* _练习题_:
a. 根据文献节选,判断下列说法(i)、(ii)、(iii)是否符合原文。每项请答"是"或"否",并引用原文中起决定作用的字句。
(i)郑小瑛6岁开始学习钢琴。
(ii)1979年《茶花女》在五道口工人俱乐部上演时,指挥棒一起,场内便安静下来。
(iii)郑小瑛在莫斯科国立柴科夫斯基音乐学院进修的时间是1960年至1963年。
b. 根据文献节选,1962年10月3日郑小瑛指挥演出的是哪部歌剧?
c. 按出现顺序,列出文献节选中所有以四位数字写出的年份。

郑小瑛参加的中原大学文艺训练班解放后成了武汉中原大学文工团。1952年,文工团保送郑小瑛去中央音乐学院作曲系学习。郑小瑛6岁学习钢琴,音乐天赋极高。1955年,苏联指挥家杜马舍夫在中央乐团开办合唱指挥训练班。因对报名学员不甚满意,就又到中央音乐学院亲自挑选了一些人,其中就有在作曲系学习的郑小瑛。转年,中央音乐学院指挥系创建,郑小瑛任主课教师。1960年郑小瑛赴苏联深造,毕业证书上这样写着:郑小瑛1960年至1963年间在莫斯科国立柴科夫斯基音乐学院管弦系歌剧交响乐专业进修,导师是功勋艺术家安诺索夫教授与罗日杰斯特文斯基教授。郑小瑛在苏联指挥演出了多场音乐会。1962年10月3日,郑小瑛在以斯坦尼斯拉夫斯基与丹钦科命名的剧院指挥演出了难度极高的歌剧《托斯卡》,成为第一位登上外国歌剧院舞台的中国指挥。

就这样一位女指挥,放下了身段,一生执着于古典乐在中国的普及工作。

那是1979年的秋天,歌剧《茶花女》在北京西郊五道口工人俱乐部上演。这是这部西洋歌剧禁演十多年后的首次演出,担任指挥的是郑小瑛。台上灯光暗下,身穿黑丝绒演出裙的郑小瑛登台。音乐将起,台下观众仍在聊天、嗑瓜子、吃花生。指挥棒划出起拍,场内仍未安静,乐队不得不放大音量来盖过喧哗。凄婉的序曲演奏得铿锵昂扬,演奏者面带苦笑,观众倒是哄堂大笑。郑小瑛说,幕间休息时竟有观众跑到乐池边和她打招呼,“怨不得这么齐呢,敢情这儿还有个打拍子的呢”,“喂,打拍子的阿姨,你们这光唱不说的叫什么戏”。

演出结束,郑小瑛一个人坐在曲终人散的观众席。她翻着谱子,一个小时过去,一行都没看进去。她想让更多人听懂古典乐。从那之后,指挥郑小瑛有了另一个身份:讲解员。于是,每次演出开场前20分钟,郑小瑛就拿着喇叭到剧院门口吆喝,请观众提早入场听讲座。起初只有二三十个听众,后来有一两百人,甚至有人多次买票只为听郑小瑛的讲座。有人拿着节目单,边听讲座边做笔记,甚至有人专门带砖头大小的录音机来录制讲座内容。这便是著名的“郑小瑛模式”。

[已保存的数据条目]
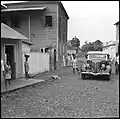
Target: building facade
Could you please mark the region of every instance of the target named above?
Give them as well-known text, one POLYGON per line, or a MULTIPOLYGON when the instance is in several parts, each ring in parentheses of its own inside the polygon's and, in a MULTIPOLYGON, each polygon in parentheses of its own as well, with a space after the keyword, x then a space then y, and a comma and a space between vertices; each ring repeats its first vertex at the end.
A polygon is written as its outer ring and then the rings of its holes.
POLYGON ((59 1, 29 1, 5 4, 2 21, 32 42, 31 51, 50 49, 53 69, 61 67, 63 54, 67 54, 67 20, 59 1))
POLYGON ((119 22, 114 25, 116 25, 116 52, 119 53, 119 22))

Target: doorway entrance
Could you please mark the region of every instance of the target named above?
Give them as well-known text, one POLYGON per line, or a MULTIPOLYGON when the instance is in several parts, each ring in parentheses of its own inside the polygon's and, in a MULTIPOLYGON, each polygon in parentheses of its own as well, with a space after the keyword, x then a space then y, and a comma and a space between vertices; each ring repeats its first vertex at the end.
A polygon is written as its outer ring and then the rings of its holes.
POLYGON ((9 62, 11 66, 12 79, 16 79, 14 45, 5 45, 5 54, 6 54, 6 62, 9 62))

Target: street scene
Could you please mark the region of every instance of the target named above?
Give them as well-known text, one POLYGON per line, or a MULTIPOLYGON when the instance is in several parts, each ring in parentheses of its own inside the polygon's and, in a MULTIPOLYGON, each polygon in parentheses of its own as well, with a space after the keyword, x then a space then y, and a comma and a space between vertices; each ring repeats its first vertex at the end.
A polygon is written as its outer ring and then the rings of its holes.
POLYGON ((1 117, 119 118, 118 6, 2 1, 1 117))

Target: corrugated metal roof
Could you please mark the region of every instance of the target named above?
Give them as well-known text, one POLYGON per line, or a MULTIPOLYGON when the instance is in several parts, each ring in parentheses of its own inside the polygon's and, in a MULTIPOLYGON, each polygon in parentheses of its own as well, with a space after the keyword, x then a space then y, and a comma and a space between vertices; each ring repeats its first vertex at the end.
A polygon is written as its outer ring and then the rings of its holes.
POLYGON ((1 23, 1 38, 29 40, 27 37, 10 28, 4 23, 1 23))
POLYGON ((12 12, 12 11, 27 11, 27 10, 44 10, 46 7, 34 7, 34 8, 16 8, 16 9, 3 9, 1 12, 12 12))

* _习题解答_:
a.
(i)是。原文为"郑小瑛6岁学习钢琴"。
(ii)否。原文为"指挥棒划出起拍,场内仍未安静"。
(iii)是。原文为"郑小瑛1960年至1963年间在莫斯科国立柴科夫斯基音乐学院管弦系歌剧交响乐专业进修"。

b. 她指挥演出的是歌剧《托斯卡》。

c. 1952年、1955年、1960年、1963年、1962年、1979年。